(Pointing and labeling entries)

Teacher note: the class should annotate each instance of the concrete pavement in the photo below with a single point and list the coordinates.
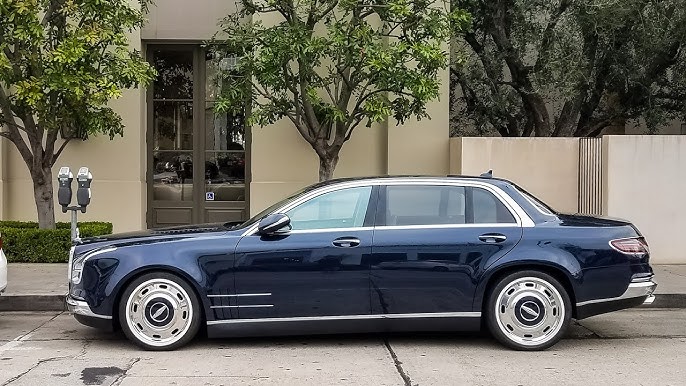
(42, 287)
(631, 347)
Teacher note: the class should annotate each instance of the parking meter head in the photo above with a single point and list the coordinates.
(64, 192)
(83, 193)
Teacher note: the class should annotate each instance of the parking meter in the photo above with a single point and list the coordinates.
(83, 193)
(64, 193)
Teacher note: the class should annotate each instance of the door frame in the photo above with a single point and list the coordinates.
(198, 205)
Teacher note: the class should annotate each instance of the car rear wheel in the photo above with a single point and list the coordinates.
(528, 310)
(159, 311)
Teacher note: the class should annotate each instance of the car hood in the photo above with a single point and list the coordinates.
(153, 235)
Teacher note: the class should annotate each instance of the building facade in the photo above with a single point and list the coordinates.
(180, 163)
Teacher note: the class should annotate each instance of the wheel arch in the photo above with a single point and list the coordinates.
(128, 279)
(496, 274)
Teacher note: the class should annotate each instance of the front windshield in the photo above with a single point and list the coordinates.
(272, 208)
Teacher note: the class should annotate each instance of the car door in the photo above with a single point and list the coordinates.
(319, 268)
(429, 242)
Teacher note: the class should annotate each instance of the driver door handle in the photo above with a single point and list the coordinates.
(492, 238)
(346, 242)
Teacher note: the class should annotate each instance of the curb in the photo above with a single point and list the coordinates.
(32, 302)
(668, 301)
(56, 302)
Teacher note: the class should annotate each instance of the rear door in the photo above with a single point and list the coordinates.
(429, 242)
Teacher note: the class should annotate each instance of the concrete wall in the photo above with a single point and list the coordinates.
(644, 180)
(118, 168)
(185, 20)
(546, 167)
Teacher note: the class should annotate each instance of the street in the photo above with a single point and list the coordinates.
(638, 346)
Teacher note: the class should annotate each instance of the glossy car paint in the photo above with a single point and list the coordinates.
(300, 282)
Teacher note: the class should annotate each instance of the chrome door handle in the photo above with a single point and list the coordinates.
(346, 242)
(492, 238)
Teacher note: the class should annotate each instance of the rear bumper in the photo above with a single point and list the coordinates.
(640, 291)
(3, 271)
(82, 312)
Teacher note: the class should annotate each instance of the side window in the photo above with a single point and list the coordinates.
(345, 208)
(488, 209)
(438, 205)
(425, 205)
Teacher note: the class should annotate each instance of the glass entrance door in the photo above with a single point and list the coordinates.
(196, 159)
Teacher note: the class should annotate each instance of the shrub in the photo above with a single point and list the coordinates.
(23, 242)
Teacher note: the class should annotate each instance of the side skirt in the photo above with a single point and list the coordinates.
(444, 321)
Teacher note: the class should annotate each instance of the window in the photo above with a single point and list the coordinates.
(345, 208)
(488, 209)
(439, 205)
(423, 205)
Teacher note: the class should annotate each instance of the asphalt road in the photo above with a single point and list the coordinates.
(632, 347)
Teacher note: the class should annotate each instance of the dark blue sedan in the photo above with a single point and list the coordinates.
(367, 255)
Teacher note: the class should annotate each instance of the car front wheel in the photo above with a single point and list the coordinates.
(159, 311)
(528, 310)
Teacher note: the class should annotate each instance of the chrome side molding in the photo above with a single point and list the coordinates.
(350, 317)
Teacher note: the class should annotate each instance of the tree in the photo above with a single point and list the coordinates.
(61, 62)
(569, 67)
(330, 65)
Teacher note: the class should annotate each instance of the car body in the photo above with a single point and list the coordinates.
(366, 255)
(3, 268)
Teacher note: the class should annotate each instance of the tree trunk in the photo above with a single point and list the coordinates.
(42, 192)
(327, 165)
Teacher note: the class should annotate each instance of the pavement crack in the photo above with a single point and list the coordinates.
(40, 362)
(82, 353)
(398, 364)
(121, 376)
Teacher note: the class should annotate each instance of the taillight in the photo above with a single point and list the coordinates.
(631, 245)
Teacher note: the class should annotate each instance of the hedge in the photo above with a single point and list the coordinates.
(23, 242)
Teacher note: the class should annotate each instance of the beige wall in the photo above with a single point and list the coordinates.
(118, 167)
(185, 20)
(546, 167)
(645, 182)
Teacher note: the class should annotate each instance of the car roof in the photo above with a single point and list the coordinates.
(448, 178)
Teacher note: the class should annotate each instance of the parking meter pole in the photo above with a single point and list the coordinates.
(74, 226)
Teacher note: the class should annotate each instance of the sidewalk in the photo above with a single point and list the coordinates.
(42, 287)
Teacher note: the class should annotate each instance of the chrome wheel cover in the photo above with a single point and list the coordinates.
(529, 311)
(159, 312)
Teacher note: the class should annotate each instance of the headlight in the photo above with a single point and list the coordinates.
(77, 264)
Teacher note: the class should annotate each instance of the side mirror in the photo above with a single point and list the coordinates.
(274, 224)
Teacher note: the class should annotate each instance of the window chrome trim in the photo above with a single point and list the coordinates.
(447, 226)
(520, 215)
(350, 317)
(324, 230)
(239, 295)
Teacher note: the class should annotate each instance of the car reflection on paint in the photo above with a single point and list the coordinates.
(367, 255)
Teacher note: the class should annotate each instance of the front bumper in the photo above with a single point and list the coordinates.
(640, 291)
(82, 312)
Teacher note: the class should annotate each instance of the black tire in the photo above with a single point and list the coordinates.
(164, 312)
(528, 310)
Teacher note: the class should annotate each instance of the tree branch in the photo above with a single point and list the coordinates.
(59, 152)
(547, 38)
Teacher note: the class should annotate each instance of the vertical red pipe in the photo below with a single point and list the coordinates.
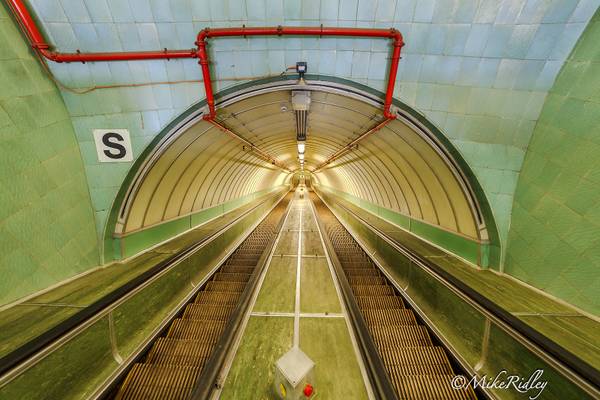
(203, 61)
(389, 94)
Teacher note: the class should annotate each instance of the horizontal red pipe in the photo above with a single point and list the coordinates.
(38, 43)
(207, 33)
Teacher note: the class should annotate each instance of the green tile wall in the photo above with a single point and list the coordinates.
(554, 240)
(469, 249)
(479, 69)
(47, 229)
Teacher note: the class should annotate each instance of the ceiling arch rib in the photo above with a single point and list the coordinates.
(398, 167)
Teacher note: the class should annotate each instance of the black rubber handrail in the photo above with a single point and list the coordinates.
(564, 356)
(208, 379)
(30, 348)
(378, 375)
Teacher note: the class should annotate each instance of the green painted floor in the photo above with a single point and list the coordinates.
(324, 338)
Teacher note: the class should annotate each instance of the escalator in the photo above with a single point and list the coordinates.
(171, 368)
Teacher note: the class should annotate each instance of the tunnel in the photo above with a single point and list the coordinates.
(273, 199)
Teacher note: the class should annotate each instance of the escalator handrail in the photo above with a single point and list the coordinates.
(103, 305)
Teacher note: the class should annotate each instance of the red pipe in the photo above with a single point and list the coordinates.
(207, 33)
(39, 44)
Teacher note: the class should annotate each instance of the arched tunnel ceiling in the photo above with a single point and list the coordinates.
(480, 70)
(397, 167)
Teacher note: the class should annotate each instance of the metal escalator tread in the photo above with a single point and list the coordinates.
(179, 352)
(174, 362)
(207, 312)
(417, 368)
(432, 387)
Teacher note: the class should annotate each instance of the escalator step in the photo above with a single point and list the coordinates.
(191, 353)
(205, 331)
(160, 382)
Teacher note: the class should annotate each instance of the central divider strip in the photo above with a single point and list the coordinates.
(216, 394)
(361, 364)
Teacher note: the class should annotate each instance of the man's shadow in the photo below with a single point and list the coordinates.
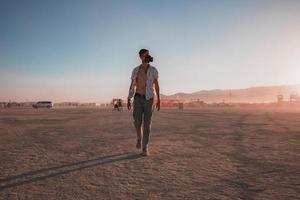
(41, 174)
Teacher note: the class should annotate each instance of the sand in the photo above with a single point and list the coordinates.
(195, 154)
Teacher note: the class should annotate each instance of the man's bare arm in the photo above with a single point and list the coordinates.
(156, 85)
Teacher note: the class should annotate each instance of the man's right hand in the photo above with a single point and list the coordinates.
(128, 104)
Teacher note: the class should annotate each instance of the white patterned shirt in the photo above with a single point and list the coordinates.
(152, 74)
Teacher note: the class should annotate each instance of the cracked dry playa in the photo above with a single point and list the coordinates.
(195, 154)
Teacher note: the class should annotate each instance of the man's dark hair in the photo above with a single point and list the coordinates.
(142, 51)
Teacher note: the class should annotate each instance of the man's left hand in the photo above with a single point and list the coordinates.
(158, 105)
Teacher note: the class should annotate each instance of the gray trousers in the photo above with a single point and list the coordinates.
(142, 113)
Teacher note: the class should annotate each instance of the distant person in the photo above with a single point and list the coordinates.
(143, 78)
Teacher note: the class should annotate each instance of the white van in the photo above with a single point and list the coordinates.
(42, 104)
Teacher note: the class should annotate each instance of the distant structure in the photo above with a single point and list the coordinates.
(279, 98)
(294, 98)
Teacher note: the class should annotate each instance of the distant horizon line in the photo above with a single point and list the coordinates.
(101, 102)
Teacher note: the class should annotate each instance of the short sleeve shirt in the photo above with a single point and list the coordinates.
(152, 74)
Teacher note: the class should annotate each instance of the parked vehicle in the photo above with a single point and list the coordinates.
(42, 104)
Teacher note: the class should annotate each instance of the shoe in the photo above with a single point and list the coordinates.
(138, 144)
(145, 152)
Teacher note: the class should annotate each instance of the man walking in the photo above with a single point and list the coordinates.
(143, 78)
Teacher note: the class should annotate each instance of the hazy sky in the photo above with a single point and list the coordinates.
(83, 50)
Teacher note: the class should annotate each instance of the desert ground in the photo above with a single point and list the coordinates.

- [Given request]: Retype exactly the lines from the one containing "the white van" through the last line of the records above, including both.

- [The completed task]:
Teacher note: the class should annotate each instance of the white van in the photo above with a single point and list the coordinates.
(42, 104)
Teacher note: the class should annotate each instance of the distant structure in the photo above with a single point and list the coordinates.
(279, 98)
(294, 98)
Teacher note: the class should annotate each instance of the distant horizon line in the photo above with a single point and list the coordinates.
(101, 102)
Teacher note: the class should annotate each instance of the short sleeve shirt in the photo above with a single point and list the coordinates.
(152, 74)
Teacher note: the class should annotate each instance of the parked vehicle in the photo above with a single point and list the coordinates.
(42, 104)
Teacher note: the class should annotate each instance of the shoe in the photo above with a single point and list the coordinates.
(138, 144)
(145, 152)
Teacher note: the class should annotate each instance of the man walking in the photo above with a single point and list the coordinates.
(143, 78)
Teacher note: the class should annotate each instance of the hazy sky in the photo above with a single point and list the coordinates.
(83, 50)
Teacher note: the class should annotate each instance of the desert ground in the photo above with a single point and list the coordinates.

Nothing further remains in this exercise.